[What to work on]: Count every line in the following entries where the word "blurred" appears. Give the count alone.

[Image point grounding data]

──────

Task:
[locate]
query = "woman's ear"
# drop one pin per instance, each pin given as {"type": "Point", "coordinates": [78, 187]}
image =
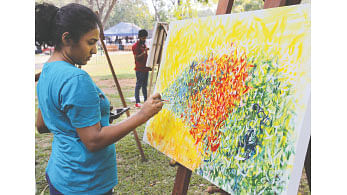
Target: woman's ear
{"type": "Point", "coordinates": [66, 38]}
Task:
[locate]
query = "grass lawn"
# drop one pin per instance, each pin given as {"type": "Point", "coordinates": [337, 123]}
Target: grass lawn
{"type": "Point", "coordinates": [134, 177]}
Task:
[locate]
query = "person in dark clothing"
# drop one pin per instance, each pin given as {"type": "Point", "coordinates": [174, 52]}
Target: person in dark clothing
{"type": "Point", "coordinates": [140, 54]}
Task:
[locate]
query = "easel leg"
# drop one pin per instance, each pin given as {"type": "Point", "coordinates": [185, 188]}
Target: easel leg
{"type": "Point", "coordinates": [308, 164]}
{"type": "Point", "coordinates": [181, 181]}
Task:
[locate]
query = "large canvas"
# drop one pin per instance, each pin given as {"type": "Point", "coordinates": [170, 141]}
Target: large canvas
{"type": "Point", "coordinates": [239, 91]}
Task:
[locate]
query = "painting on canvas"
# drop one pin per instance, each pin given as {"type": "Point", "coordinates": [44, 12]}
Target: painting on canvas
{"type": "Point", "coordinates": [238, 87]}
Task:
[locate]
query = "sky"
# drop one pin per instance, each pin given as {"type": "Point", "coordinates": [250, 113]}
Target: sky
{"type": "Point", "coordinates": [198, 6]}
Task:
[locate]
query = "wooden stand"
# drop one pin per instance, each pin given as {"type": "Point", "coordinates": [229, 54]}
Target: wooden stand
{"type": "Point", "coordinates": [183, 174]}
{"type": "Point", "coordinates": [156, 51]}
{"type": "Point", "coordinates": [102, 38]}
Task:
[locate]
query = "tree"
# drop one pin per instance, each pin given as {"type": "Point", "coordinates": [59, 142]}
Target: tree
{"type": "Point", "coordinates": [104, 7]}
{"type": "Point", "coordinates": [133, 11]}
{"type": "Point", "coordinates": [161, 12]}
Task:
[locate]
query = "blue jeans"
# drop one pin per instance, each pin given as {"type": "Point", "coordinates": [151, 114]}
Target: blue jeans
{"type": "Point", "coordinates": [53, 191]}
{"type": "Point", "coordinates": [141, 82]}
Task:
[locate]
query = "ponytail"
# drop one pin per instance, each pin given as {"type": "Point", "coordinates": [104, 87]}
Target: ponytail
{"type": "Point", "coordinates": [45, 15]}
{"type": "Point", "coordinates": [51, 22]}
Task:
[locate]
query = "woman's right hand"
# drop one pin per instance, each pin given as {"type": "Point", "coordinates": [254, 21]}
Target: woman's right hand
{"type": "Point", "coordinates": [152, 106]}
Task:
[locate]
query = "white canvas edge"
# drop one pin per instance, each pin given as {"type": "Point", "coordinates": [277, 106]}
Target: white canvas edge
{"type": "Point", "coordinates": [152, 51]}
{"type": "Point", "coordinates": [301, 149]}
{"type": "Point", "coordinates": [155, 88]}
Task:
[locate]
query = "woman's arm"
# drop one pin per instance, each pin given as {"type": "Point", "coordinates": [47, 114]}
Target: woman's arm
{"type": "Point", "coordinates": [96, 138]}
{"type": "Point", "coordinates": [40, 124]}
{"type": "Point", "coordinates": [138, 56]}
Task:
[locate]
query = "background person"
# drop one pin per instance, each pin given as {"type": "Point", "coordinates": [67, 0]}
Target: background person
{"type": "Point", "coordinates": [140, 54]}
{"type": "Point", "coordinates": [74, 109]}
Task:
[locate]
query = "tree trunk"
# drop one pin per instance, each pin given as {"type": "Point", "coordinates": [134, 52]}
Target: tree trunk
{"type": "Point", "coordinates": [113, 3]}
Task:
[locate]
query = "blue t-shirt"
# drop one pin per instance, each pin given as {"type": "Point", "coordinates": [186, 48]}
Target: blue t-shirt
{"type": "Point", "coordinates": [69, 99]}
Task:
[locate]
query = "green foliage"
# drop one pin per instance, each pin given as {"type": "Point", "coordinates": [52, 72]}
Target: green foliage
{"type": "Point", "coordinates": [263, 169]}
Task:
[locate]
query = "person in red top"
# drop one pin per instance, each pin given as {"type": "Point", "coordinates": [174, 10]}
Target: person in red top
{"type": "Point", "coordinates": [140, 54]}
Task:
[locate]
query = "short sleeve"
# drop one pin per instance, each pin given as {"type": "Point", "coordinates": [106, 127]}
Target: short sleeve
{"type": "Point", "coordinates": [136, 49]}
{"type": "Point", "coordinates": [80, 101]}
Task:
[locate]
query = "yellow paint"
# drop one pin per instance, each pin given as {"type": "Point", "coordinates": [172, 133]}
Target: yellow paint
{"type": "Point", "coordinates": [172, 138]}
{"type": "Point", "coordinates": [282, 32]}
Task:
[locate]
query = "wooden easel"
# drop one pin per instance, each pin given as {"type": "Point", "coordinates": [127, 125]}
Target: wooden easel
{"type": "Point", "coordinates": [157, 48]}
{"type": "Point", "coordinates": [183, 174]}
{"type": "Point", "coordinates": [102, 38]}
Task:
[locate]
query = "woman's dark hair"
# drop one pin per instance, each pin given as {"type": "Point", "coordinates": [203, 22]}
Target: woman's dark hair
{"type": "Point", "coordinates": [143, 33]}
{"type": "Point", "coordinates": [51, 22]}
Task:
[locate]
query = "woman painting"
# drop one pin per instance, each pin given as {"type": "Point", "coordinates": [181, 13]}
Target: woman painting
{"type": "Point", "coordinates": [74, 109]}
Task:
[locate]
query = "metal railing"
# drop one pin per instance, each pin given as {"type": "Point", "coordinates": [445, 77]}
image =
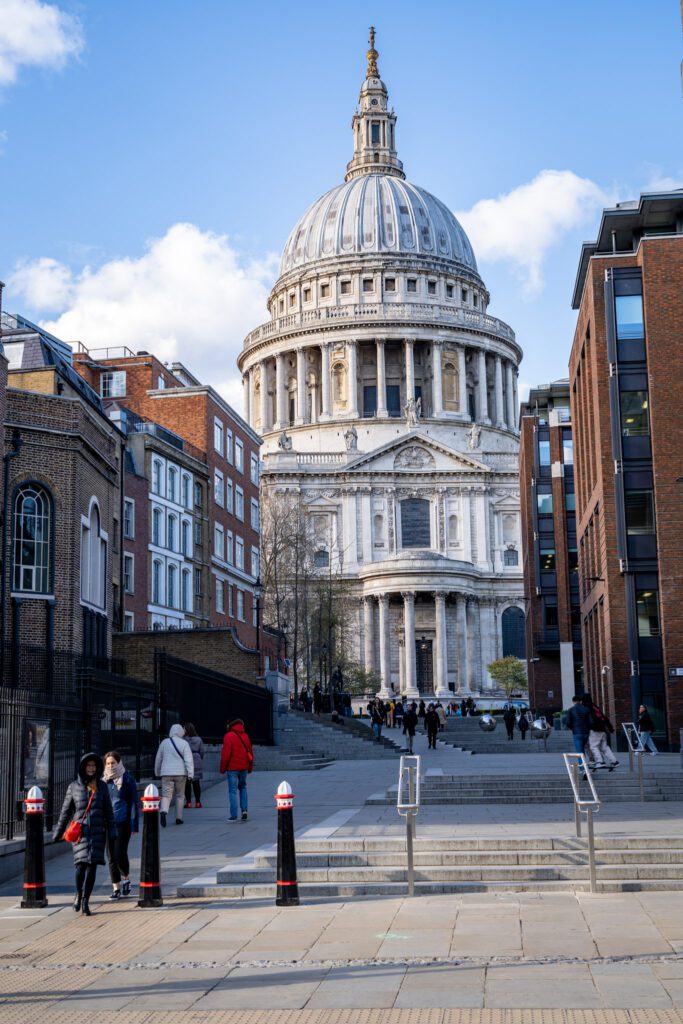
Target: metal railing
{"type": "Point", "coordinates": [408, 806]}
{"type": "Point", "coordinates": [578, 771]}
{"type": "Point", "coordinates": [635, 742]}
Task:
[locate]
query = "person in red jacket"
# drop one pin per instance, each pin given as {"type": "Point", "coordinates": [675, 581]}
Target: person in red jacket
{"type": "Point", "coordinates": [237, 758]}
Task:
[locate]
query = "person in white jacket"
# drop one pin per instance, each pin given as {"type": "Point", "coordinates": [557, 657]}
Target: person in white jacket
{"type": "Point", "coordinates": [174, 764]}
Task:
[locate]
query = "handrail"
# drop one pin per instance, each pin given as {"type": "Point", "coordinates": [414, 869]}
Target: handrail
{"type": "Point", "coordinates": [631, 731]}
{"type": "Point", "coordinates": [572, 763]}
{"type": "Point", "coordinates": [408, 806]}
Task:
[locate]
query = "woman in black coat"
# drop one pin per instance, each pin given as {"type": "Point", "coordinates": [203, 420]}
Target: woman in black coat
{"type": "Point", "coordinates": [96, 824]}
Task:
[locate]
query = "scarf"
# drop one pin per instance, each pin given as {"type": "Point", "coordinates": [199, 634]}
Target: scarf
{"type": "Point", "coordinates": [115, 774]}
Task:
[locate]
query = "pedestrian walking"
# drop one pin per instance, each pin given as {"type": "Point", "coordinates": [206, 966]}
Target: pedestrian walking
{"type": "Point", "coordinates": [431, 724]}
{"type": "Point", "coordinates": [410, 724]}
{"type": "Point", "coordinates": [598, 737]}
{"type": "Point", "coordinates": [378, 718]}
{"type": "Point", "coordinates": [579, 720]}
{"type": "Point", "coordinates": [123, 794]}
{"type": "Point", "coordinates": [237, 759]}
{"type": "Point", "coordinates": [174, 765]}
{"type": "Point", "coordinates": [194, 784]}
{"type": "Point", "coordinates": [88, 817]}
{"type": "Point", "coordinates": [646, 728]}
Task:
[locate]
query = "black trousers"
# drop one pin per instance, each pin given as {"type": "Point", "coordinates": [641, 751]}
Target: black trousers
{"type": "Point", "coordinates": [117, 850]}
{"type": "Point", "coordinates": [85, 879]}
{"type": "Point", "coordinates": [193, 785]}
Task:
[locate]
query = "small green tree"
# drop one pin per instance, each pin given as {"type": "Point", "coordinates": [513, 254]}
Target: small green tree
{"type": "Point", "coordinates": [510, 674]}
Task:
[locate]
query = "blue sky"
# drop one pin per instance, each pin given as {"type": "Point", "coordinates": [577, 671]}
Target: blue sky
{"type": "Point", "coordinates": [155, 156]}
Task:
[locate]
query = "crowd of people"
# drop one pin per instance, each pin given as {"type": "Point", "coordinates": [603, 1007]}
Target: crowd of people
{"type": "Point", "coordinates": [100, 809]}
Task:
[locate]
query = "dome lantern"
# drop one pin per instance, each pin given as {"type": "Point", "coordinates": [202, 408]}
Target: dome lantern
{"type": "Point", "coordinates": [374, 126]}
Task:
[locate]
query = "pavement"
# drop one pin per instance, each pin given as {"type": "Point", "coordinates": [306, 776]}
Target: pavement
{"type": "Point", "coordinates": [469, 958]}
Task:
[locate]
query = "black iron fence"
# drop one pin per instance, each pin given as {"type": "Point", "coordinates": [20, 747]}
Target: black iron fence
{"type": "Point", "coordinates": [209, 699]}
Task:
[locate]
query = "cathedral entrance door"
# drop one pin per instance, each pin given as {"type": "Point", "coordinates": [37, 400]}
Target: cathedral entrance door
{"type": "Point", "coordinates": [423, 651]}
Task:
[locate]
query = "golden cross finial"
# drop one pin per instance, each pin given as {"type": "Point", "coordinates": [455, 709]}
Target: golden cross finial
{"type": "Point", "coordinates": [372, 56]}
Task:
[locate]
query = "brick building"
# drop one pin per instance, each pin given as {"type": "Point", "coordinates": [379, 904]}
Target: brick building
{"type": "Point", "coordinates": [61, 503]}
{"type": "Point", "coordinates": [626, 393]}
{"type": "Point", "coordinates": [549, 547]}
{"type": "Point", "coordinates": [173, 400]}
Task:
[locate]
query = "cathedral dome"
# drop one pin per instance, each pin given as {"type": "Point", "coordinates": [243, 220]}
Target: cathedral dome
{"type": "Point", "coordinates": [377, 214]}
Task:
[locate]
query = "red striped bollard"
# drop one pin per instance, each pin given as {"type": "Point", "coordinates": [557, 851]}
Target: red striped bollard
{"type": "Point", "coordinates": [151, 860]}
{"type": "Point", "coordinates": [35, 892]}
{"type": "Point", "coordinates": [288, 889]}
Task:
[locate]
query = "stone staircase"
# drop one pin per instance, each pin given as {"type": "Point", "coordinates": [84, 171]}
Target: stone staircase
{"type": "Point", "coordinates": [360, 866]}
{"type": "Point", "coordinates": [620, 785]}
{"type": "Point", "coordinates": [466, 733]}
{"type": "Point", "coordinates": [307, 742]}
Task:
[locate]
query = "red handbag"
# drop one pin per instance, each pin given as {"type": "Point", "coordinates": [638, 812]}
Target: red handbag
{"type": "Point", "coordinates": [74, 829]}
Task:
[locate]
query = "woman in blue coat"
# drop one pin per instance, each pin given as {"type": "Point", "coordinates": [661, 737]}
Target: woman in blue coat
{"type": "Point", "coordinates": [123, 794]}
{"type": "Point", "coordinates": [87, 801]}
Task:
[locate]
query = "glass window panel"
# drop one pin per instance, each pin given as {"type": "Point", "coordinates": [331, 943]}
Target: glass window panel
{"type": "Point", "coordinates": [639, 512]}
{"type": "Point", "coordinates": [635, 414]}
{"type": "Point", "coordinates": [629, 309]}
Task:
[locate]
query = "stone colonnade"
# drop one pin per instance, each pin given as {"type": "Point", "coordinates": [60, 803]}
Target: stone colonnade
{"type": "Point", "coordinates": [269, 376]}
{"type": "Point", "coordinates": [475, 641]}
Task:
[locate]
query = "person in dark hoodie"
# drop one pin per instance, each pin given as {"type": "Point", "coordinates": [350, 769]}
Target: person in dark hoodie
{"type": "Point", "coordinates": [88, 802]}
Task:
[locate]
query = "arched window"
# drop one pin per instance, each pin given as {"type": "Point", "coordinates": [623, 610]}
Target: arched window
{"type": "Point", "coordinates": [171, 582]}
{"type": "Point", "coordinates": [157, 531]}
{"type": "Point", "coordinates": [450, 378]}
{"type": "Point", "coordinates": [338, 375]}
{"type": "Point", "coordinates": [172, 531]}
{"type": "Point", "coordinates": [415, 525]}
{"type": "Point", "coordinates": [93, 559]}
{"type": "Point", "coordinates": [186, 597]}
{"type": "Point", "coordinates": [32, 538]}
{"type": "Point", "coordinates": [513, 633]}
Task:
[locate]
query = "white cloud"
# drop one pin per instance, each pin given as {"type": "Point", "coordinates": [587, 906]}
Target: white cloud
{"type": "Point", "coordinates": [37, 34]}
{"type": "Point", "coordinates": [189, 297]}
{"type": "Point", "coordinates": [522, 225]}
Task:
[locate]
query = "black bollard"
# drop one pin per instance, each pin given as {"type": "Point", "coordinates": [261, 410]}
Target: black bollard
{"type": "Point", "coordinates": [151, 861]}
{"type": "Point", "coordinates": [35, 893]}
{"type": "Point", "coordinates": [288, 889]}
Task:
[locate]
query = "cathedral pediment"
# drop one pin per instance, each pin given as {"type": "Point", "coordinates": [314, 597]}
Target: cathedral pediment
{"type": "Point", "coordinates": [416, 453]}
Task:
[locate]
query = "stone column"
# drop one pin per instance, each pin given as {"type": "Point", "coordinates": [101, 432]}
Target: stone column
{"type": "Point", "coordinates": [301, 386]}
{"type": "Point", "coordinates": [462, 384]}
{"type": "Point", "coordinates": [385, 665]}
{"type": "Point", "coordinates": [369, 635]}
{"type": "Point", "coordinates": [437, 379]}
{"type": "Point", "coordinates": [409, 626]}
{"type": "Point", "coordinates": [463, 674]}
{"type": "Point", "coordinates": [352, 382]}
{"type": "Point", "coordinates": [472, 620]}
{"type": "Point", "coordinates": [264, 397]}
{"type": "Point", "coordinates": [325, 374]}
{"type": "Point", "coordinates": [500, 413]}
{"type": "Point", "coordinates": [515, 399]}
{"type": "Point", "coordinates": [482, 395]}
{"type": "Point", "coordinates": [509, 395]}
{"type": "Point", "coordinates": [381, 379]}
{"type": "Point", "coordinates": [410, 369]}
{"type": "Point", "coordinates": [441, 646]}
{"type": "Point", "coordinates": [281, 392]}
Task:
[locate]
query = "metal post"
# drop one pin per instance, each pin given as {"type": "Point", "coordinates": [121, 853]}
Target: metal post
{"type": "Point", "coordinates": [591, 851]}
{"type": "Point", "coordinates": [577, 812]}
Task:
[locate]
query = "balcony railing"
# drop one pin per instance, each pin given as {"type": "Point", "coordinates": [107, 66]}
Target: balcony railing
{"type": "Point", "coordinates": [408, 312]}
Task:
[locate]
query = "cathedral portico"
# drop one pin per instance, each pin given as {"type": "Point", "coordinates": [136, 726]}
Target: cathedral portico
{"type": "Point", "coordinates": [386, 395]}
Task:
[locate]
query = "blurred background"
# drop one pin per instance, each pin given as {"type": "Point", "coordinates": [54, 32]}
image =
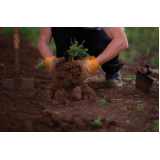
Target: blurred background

──────

[Written solution]: 2